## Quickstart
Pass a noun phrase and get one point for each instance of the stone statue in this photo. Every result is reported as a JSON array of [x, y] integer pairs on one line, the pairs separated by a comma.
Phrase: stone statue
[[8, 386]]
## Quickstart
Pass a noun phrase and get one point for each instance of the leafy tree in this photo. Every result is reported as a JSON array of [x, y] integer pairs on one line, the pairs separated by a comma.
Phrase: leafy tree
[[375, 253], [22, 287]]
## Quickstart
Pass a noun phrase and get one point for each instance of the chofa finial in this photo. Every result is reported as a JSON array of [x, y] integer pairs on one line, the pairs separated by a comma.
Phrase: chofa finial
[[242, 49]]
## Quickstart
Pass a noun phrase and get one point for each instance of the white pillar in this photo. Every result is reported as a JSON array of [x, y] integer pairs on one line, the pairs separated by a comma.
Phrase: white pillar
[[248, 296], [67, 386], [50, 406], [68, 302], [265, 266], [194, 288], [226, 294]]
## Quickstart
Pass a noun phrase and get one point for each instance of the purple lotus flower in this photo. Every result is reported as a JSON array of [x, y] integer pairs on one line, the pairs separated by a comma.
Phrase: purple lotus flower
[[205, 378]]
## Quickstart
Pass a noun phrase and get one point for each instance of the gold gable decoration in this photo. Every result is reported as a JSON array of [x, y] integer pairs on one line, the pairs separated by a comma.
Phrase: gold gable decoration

To be done
Reproduce all of the records exactly.

Solution to the exercise
## Quickstart
Pass a noun phrase and get one point for each instance of the stone statue in this photo. Every result is reported as a JSON array of [x, y] integer pairs on one line, the pairs separated by a comma.
Phrase: stone statue
[[8, 386]]
## Quickstart
Pass a noun phrase and get one point for each instance of the leafy tree in this photo. Every result is reported as a JSON array of [x, y] integer pairs on one line, the pairs separated by a comma.
Phrase: leafy tree
[[375, 253], [22, 287]]
## Quickstart
Pass a noun phrase and get one point for each instance of the chofa finial in this photo. Every result is reported as a JSON array of [x, y] integer pairs on one line, the pairs separated by a comma.
Phrase: chofa finial
[[242, 49]]
## Quickstart
Pass a noun phrase and get one point for each instance of the white pillar in this photo. Every result is reported as a JSON array of [x, y] integer pairs on one line, the pairs separated by a comma.
Phrase: white pillar
[[248, 296], [67, 386], [50, 406], [68, 302], [265, 266], [194, 288], [226, 294]]
## Quickstart
Pass a noun phrase and get one point for each instance of the purple lotus flower in this photo. Every result is reported as a JSON array of [x, y] integer pairs on one line, the pairs separated by a comma.
Phrase: purple lotus flower
[[205, 378]]
## Quickstart
Pass a noun phrase and get one point for each instance of the gold gable decoration in this photo. Every result is reported as a JSON array of [x, y] integer pairs on one line, the pairs separated by a comma.
Phrase: gold gable decoration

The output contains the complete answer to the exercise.